**Written request:** Output each line of all the items below as a JSON list of strings, with one string per line and blank lines omitted.

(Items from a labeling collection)
-------

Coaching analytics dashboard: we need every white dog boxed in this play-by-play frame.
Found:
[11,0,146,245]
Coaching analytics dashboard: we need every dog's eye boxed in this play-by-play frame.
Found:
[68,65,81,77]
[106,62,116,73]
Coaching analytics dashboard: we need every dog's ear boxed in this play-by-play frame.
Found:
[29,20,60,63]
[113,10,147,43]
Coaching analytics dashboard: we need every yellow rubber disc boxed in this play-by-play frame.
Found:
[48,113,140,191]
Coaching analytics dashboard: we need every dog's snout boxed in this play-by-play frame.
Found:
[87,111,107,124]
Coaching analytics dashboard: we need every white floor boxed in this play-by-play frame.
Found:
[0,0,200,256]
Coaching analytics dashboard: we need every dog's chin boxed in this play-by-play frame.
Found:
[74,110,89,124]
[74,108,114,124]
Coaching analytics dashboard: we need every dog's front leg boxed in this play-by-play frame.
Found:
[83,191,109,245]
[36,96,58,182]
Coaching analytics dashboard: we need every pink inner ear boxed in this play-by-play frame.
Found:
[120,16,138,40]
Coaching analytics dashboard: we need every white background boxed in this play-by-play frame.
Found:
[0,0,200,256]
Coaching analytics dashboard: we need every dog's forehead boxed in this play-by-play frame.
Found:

-------

**Problem solution:**
[
  "Coaching analytics dashboard: we need every white dog boxed in this play-by-play frame.",
  "Found:",
  "[11,0,146,245]",
  "Coaching analytics dashboard: we need every dog's eye boxed in this play-by-play frame.",
  "Found:",
  "[68,65,81,77]",
  "[106,62,116,73]",
  "Coaching analytics dashboard: we need every dog's ear boxed in this play-by-play frame.",
  "Found:",
  "[29,20,60,63]",
  "[113,10,147,43]",
  "Coaching analytics dashboard: we need every yellow rubber disc boxed in this play-by-play frame.",
  "Found:",
  "[48,113,140,191]",
  "Coaching analytics dashboard: we need every dog's snout boxed in this play-by-play frame.",
  "Found:",
  "[87,111,107,124]",
  "Coaching analytics dashboard: we need every white floor boxed in this play-by-play frame.",
  "Found:",
  "[0,0,200,256]",
  "Coaching analytics dashboard: we need every dog's chin boxed in this play-by-play frame.",
  "Found:",
  "[74,110,89,124]",
  "[74,108,114,124]",
  "Coaching analytics dashboard: we need every dog's front leg boxed in this play-by-play frame.",
  "Found:",
  "[83,191,109,245]",
  "[36,96,58,182]",
  "Coaching analytics dashboard: we need every pink inner ear boxed in this play-by-play frame.",
  "Found:",
  "[120,16,138,40]",
  "Coaching analytics dashboard: we need every white background boxed in this play-by-play frame.",
  "Found:",
  "[0,0,200,256]",
  "Coaching analytics dashboard: we need every dog's forehead boxed in this play-by-play frame.",
  "Found:"
]